Segundo o texto de leitura, em que município ficava a fazenda onde foi organizado o evento de observação de aves?

Texto de leitura
··········

Viajar para observar aves

Observação de aves: emoção é o que não falta no contato com a natureza

Sabe aquela figura do gringo de mais idade, óculos, binóculos, chapéu “australiano”, meio ranzinza e intolerante a qualquer ruído? Era a imagem que eu tinha, quando mais nova, de quem se dedicava a observar aves. Puro preconceito.

Aves - Cristalino - Saira da cabeça azul 2

E não é que há quase dois anos eu fui convidada para um eventos desses organizado em fazenda de Mococa (SP), resolvi ir com máquina fotográfica emprestada e sem saber usá-la direito. E gostei. Depois disso, ganhei uma máquina do marido e, sempre que tinha chance, ia atrás de pássaros para conhecer, escutar e registrar.

··········

Dados
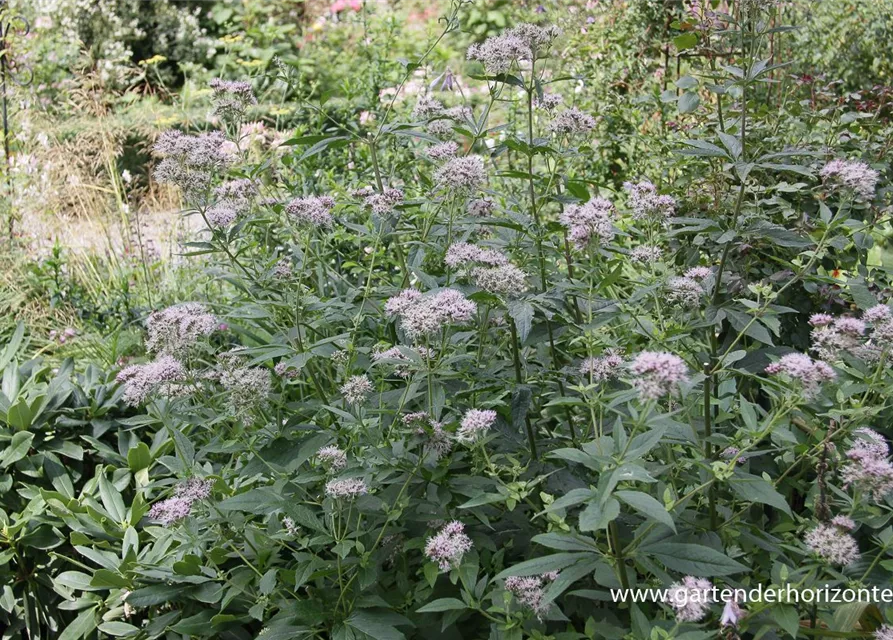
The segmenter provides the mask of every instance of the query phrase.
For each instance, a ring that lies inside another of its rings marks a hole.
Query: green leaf
[[[99,625],[99,630],[103,633],[107,633],[110,636],[132,636],[135,633],[139,633],[139,627],[135,627],[132,624],[127,624],[126,622],[103,622]]]
[[[854,631],[868,607],[867,602],[847,602],[834,609],[831,629],[834,631]]]
[[[72,620],[71,624],[65,627],[59,635],[59,640],[79,640],[96,628],[98,618],[96,616],[96,608],[91,607],[81,611],[77,618]]]
[[[521,300],[512,300],[507,305],[509,316],[518,329],[518,339],[524,342],[533,325],[533,305]]]
[[[676,47],[676,49],[678,49],[679,51],[692,49],[698,46],[698,34],[694,33],[693,31],[689,31],[688,33],[678,35],[673,38],[673,46]]]
[[[127,604],[133,607],[152,607],[156,604],[170,602],[180,595],[186,587],[179,585],[153,584],[151,587],[137,589],[127,596]]]
[[[737,137],[720,131],[719,139],[722,141],[723,146],[729,150],[733,160],[741,157],[741,141]]]
[[[15,357],[16,353],[19,351],[19,347],[22,346],[22,341],[25,337],[25,323],[19,320],[16,323],[16,330],[12,334],[12,338],[3,348],[3,351],[0,352],[0,369],[5,369],[6,365],[12,362],[12,359]]]
[[[750,571],[726,554],[700,544],[658,542],[639,551],[654,557],[667,569],[693,576],[728,576]]]
[[[736,471],[735,475],[729,478],[729,484],[732,487],[732,491],[742,500],[768,504],[770,507],[781,509],[793,517],[791,508],[785,501],[784,496],[778,493],[772,484],[763,478],[744,473],[743,471]]]
[[[622,500],[647,518],[651,518],[676,531],[676,523],[660,502],[642,491],[615,491],[614,497]]]
[[[772,617],[776,624],[787,631],[792,638],[797,637],[797,631],[800,629],[800,616],[797,614],[796,607],[789,604],[776,605],[772,607]]]
[[[589,538],[570,533],[541,533],[533,536],[532,542],[559,551],[593,551],[593,543]]]
[[[502,502],[503,500],[505,500],[505,496],[501,493],[482,493],[468,502],[460,504],[459,508],[471,509],[472,507],[481,507],[485,504],[494,504],[496,502]]]
[[[682,144],[688,145],[691,149],[682,149],[679,151],[686,156],[704,156],[707,158],[729,158],[729,154],[717,147],[715,144],[704,142],[703,140],[683,140]]]
[[[221,511],[244,511],[246,513],[267,514],[275,511],[282,498],[271,489],[250,489],[217,503]]]
[[[115,519],[115,522],[125,522],[127,519],[127,507],[124,506],[121,492],[105,477],[104,469],[99,468],[97,473],[99,474],[99,497],[102,500],[102,506]]]
[[[258,585],[260,588],[261,594],[268,596],[273,593],[273,589],[276,588],[276,573],[277,570],[275,567],[267,570],[267,572],[260,579],[260,584]]]
[[[90,586],[90,576],[80,571],[63,571],[53,581],[69,589],[77,589],[79,591],[93,590]]]
[[[375,638],[375,640],[405,640],[400,631],[395,629],[393,625],[388,624],[390,617],[386,614],[374,613],[371,611],[354,611],[351,616],[344,621],[349,627],[353,627],[358,631],[362,631],[367,636]]]
[[[606,529],[620,515],[620,503],[609,499],[604,506],[597,502],[589,504],[580,512],[580,531]]]
[[[679,96],[679,113],[692,113],[701,104],[701,98],[694,91],[686,91]]]
[[[437,613],[439,611],[458,611],[467,609],[468,605],[457,598],[441,598],[434,602],[429,602],[421,609],[417,609],[416,613]]]
[[[28,455],[28,449],[31,448],[32,440],[34,440],[34,434],[30,431],[18,431],[13,434],[9,445],[3,450],[3,454],[0,455],[0,458],[2,458],[0,466],[8,467]]]
[[[140,442],[127,452],[127,466],[130,467],[131,471],[145,469],[150,464],[152,464],[152,453],[145,442]]]

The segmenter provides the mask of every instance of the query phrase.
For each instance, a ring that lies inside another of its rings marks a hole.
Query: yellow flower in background
[[[152,65],[161,64],[162,62],[167,62],[167,58],[156,54],[151,58],[140,60],[139,65],[141,67],[151,67]]]

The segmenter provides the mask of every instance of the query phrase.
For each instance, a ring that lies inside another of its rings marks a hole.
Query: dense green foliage
[[[373,4],[22,45],[132,233],[3,256],[4,638],[889,640],[611,594],[890,583],[888,5]]]

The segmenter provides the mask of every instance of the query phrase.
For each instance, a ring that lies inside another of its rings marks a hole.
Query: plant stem
[[[521,373],[521,354],[518,343],[518,328],[515,326],[514,318],[509,318],[509,327],[512,330],[512,360],[515,364],[515,380],[520,387],[524,384],[524,376]],[[533,425],[530,423],[530,415],[527,413],[524,414],[524,422],[525,426],[527,427],[527,441],[530,444],[530,457],[535,460],[539,457],[536,450],[536,434],[533,431]]]

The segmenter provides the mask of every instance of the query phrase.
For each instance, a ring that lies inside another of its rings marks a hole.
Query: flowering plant
[[[767,107],[777,15],[711,11],[666,96],[690,130],[604,183],[555,26],[474,43],[471,100],[397,104],[433,45],[371,126],[305,96],[319,131],[260,158],[252,85],[214,82],[225,131],[155,145],[206,295],[113,372],[120,466],[42,496],[66,640],[889,636],[705,595],[889,577],[886,165]],[[640,586],[669,595],[610,601]]]

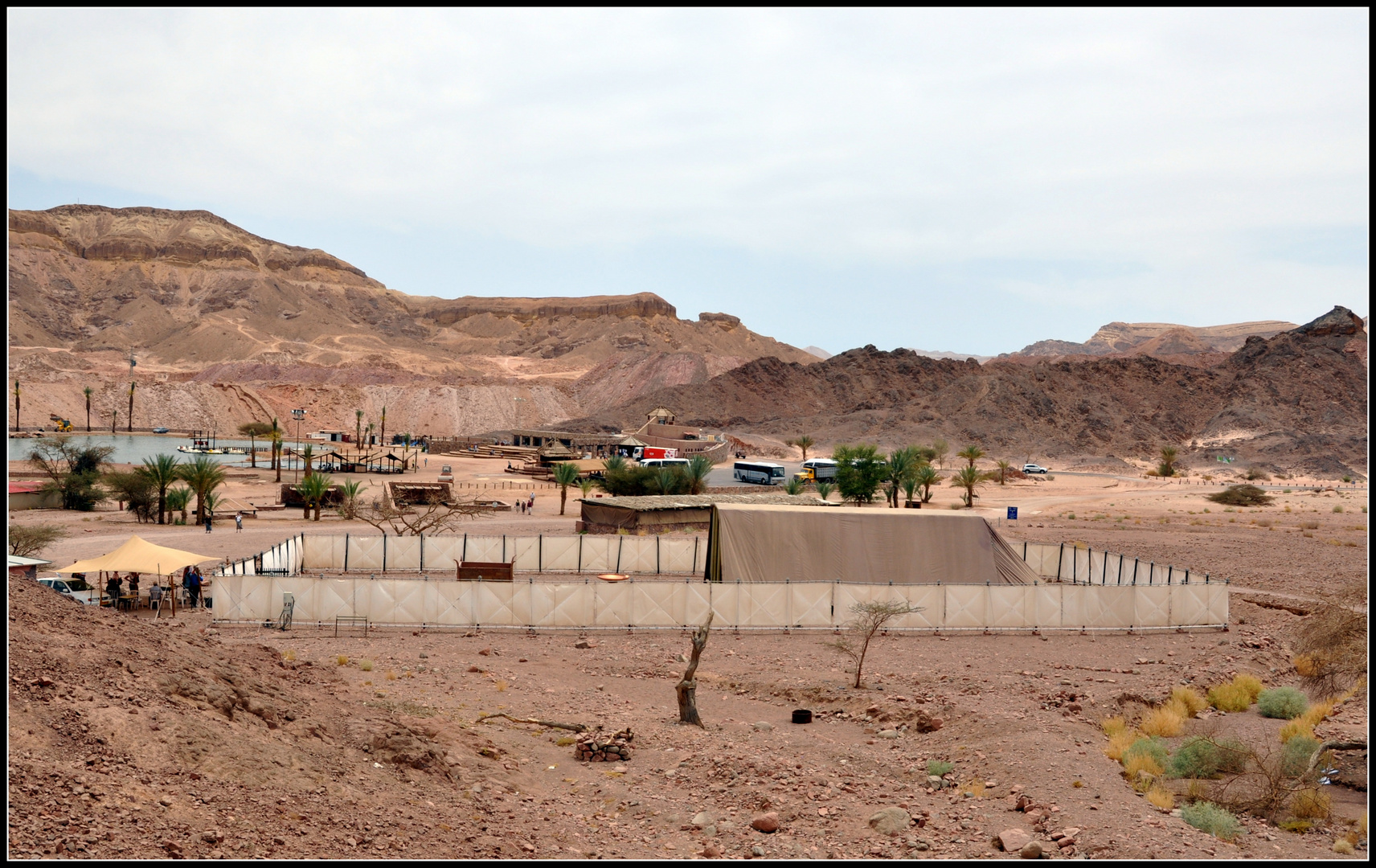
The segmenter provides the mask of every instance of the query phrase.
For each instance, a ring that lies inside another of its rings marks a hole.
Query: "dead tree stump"
[[[707,612],[707,622],[698,627],[698,631],[692,634],[692,658],[688,660],[688,669],[684,670],[684,678],[674,686],[674,692],[678,693],[678,722],[680,724],[694,724],[696,726],[703,726],[702,718],[698,717],[698,681],[694,675],[698,673],[698,658],[702,656],[702,649],[707,647],[707,631],[711,630],[711,612]]]

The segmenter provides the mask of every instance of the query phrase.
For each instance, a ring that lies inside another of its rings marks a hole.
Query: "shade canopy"
[[[707,542],[707,578],[1031,585],[1038,576],[977,514],[717,503]]]
[[[151,575],[166,575],[182,567],[217,561],[213,554],[195,554],[180,549],[155,546],[140,536],[129,536],[122,546],[89,560],[77,561],[70,567],[63,567],[58,572],[147,572]]]

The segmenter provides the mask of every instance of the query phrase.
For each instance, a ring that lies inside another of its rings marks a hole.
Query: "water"
[[[44,435],[43,436],[43,440],[51,440],[51,439],[54,439],[54,435]],[[23,461],[25,458],[29,457],[30,450],[34,446],[39,446],[40,443],[43,443],[43,440],[39,440],[39,439],[32,439],[32,440],[10,440],[10,459],[11,461]],[[88,435],[88,433],[83,433],[83,435],[74,436],[73,440],[77,440],[77,442],[80,442],[83,444],[113,447],[114,453],[110,455],[110,461],[114,462],[114,464],[135,464],[135,465],[138,465],[138,464],[143,464],[144,458],[153,458],[154,455],[157,455],[160,453],[165,454],[165,455],[172,455],[178,461],[183,461],[183,462],[184,461],[194,461],[197,458],[195,453],[179,453],[179,451],[176,451],[176,447],[179,447],[179,446],[190,446],[191,444],[191,439],[187,437],[187,436],[184,436],[184,435],[165,435],[165,436],[158,436],[158,435],[98,435],[98,433],[89,433]],[[222,440],[219,437],[215,439],[215,444],[216,446],[242,446],[245,448],[249,447],[249,442],[248,440],[230,440],[230,439]],[[288,447],[294,447],[294,443],[293,442],[288,442],[286,446]],[[267,442],[266,440],[259,440],[257,442],[257,448],[259,448],[259,458],[257,458],[259,466],[260,468],[266,468],[267,464],[268,464],[268,459],[267,459]],[[321,450],[321,444],[316,443],[315,444],[315,451],[319,453],[319,450]],[[248,455],[206,455],[206,458],[209,458],[211,461],[216,461],[219,464],[227,465],[227,466],[234,466],[234,468],[246,468],[246,466],[249,466],[249,457]],[[282,457],[282,468],[283,469],[292,469],[294,466],[296,466],[296,464],[293,462],[293,459],[292,459],[290,455],[283,455]]]

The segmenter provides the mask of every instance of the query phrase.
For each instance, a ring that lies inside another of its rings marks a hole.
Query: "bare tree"
[[[688,669],[684,670],[682,681],[674,685],[674,692],[678,693],[678,722],[692,724],[703,729],[706,726],[703,726],[702,718],[698,717],[698,681],[694,675],[698,674],[698,658],[702,656],[702,649],[707,647],[711,616],[713,612],[707,612],[707,620],[692,634],[692,658],[688,659]]]
[[[856,666],[854,686],[861,688],[861,673],[864,670],[864,656],[870,651],[870,642],[886,623],[900,615],[921,612],[922,607],[908,605],[904,600],[871,600],[870,603],[856,603],[850,607],[853,619],[846,622],[846,634],[841,638],[824,642],[828,648],[839,651],[850,658]]]
[[[384,488],[385,491],[385,488]],[[475,499],[447,502],[439,491],[427,494],[418,503],[398,503],[395,498],[373,498],[367,506],[359,506],[356,516],[384,534],[398,536],[418,536],[420,534],[444,534],[458,528],[464,519],[473,519],[494,512],[487,503]]]

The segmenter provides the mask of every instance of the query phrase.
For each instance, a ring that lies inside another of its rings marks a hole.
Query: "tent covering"
[[[717,503],[707,541],[706,578],[1032,585],[1038,575],[982,516]]]
[[[155,546],[142,536],[129,536],[122,546],[89,560],[77,561],[70,567],[63,567],[58,572],[147,572],[150,575],[168,575],[182,567],[217,561],[213,554],[193,554],[166,546]]]

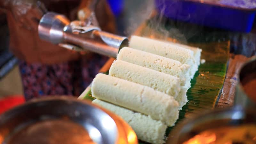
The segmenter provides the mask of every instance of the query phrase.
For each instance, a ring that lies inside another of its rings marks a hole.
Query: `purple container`
[[[256,12],[255,0],[156,0],[155,4],[168,18],[244,32],[252,30]]]

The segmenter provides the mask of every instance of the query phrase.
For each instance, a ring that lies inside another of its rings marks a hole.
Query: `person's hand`
[[[47,12],[44,4],[37,0],[13,0],[10,9],[20,26],[34,30]]]

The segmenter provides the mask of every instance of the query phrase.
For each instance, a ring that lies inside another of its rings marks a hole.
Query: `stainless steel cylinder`
[[[244,107],[256,105],[256,85],[250,86],[252,87],[250,89],[251,91],[249,92],[250,94],[247,93],[245,90],[245,89],[249,88],[246,87],[249,86],[246,84],[252,80],[256,81],[256,56],[252,57],[245,62],[239,71],[236,86],[234,103],[235,105]]]
[[[77,30],[81,33],[74,33],[70,24],[70,22],[64,16],[54,12],[47,13],[40,21],[39,37],[54,44],[69,44],[114,58],[117,56],[120,48],[128,45],[128,39],[125,37],[102,31],[93,27]]]

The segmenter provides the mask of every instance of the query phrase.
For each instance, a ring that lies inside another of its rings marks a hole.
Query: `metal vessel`
[[[256,105],[256,102],[250,97],[244,90],[242,84],[249,75],[253,73],[256,73],[256,56],[253,57],[245,62],[241,67],[238,73],[238,80],[236,88],[235,105],[242,107],[248,107]],[[250,78],[253,78],[252,77]],[[254,86],[256,88],[256,86]],[[256,89],[254,89],[256,92]],[[256,93],[255,93],[256,95]]]
[[[86,21],[70,22],[64,16],[49,12],[38,27],[42,39],[77,51],[89,51],[116,58],[119,50],[128,45],[127,37],[101,31]]]
[[[206,112],[175,126],[169,135],[166,143],[184,143],[202,132],[216,128],[238,127],[246,125],[256,126],[256,110],[255,107],[245,108],[236,107]],[[241,135],[242,136],[242,134]],[[208,143],[215,143],[213,141],[217,138],[215,137],[215,139],[212,139],[213,142]]]
[[[137,136],[120,117],[70,97],[33,100],[0,116],[1,144],[137,144]]]

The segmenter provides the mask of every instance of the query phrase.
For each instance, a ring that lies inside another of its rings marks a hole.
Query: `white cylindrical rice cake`
[[[176,76],[180,78],[181,86],[190,87],[190,66],[187,64],[128,47],[120,50],[116,59]]]
[[[165,142],[164,135],[167,126],[162,122],[97,99],[93,100],[92,103],[122,117],[132,127],[140,140],[156,144]]]
[[[193,78],[198,69],[194,52],[190,50],[172,45],[168,42],[136,36],[131,36],[129,46],[178,60],[190,66],[189,76]]]
[[[108,75],[151,87],[175,99],[180,90],[177,77],[121,60],[114,61]]]
[[[193,47],[188,45],[182,44],[177,44],[170,42],[168,42],[170,43],[171,44],[180,46],[185,49],[189,49],[193,51],[194,52],[194,57],[196,62],[196,64],[197,65],[200,65],[200,61],[201,58],[201,52],[202,52],[202,49],[198,48]]]
[[[154,89],[103,74],[92,83],[94,97],[150,116],[169,126],[179,116],[179,103],[172,96]]]

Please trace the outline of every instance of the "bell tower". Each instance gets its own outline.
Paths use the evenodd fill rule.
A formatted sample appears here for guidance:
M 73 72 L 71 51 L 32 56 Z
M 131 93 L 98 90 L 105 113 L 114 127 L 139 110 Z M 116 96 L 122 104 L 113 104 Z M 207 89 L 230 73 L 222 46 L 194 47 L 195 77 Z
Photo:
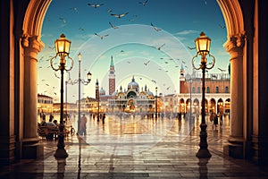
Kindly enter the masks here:
M 111 55 L 110 70 L 109 70 L 109 95 L 112 95 L 115 91 L 115 70 L 113 60 L 113 55 Z

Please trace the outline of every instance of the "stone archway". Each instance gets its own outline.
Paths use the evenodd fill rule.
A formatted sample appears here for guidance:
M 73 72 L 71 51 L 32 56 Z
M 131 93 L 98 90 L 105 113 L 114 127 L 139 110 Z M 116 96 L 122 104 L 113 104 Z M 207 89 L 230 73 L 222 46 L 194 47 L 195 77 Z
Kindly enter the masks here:
M 35 1 L 29 2 L 26 12 L 24 14 L 23 21 L 18 21 L 16 23 L 21 23 L 23 34 L 21 34 L 18 51 L 20 54 L 16 56 L 20 64 L 20 74 L 14 78 L 19 79 L 20 89 L 16 89 L 15 93 L 18 93 L 20 99 L 18 99 L 17 110 L 20 116 L 13 118 L 10 116 L 10 119 L 19 120 L 21 126 L 18 126 L 19 141 L 27 143 L 32 141 L 33 143 L 38 141 L 36 132 L 36 120 L 37 116 L 37 64 L 38 53 L 42 49 L 44 44 L 41 41 L 41 29 L 43 20 L 46 10 L 52 0 L 47 1 Z M 227 28 L 227 41 L 224 44 L 227 51 L 230 55 L 230 71 L 231 71 L 231 81 L 230 81 L 230 96 L 231 96 L 231 110 L 230 110 L 230 138 L 229 140 L 230 145 L 226 148 L 226 151 L 230 153 L 230 150 L 234 151 L 232 154 L 236 155 L 238 151 L 243 149 L 243 120 L 247 120 L 244 115 L 247 109 L 243 108 L 243 102 L 247 100 L 244 95 L 247 90 L 247 82 L 243 78 L 243 71 L 247 68 L 247 63 L 243 59 L 245 55 L 244 42 L 245 42 L 245 30 L 243 14 L 238 0 L 217 0 L 219 6 L 222 12 L 226 28 Z M 14 3 L 13 3 L 14 4 Z M 13 4 L 15 5 L 15 4 Z M 14 12 L 10 11 L 13 15 L 17 15 Z M 16 48 L 16 47 L 15 47 Z M 17 47 L 18 48 L 18 47 Z M 240 68 L 243 66 L 243 68 Z M 241 80 L 242 79 L 242 80 Z M 250 109 L 251 110 L 251 109 Z M 12 122 L 10 122 L 12 125 Z M 15 123 L 14 121 L 13 123 Z M 17 122 L 16 122 L 17 123 Z M 25 124 L 27 124 L 27 125 Z M 244 126 L 247 127 L 247 126 Z M 8 134 L 12 135 L 7 132 Z M 21 134 L 22 133 L 22 134 Z M 32 144 L 32 143 L 31 143 Z M 234 145 L 239 144 L 238 150 L 233 149 Z M 10 148 L 10 143 L 8 145 Z M 23 151 L 23 149 L 22 149 Z M 10 158 L 10 157 L 8 157 Z M 10 158 L 13 158 L 11 157 Z M 9 159 L 9 158 L 8 158 Z

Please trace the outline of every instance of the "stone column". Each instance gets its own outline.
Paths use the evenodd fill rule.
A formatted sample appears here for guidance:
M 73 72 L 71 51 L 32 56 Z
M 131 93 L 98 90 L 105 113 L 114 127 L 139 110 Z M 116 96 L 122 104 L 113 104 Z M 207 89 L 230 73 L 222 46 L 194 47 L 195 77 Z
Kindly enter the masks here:
M 43 155 L 38 136 L 38 53 L 43 43 L 37 36 L 24 35 L 21 40 L 24 48 L 24 93 L 23 93 L 23 138 L 21 140 L 22 158 L 36 158 Z
M 228 144 L 223 152 L 243 158 L 243 47 L 244 35 L 232 36 L 225 44 L 230 55 L 230 118 Z

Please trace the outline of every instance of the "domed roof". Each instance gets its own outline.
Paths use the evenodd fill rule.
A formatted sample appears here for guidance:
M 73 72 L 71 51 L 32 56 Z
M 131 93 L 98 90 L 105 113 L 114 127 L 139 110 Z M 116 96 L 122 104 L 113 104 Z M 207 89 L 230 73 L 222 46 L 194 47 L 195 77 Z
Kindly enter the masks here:
M 99 95 L 100 96 L 105 95 L 105 90 L 103 88 L 101 88 L 101 90 L 99 90 Z
M 113 92 L 112 96 L 117 96 L 117 91 Z
M 128 89 L 138 89 L 138 84 L 135 81 L 134 76 L 132 81 L 128 84 Z
M 152 91 L 147 91 L 149 96 L 154 96 L 154 93 Z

··········

Solução da tarefa
Em Mococa (SP).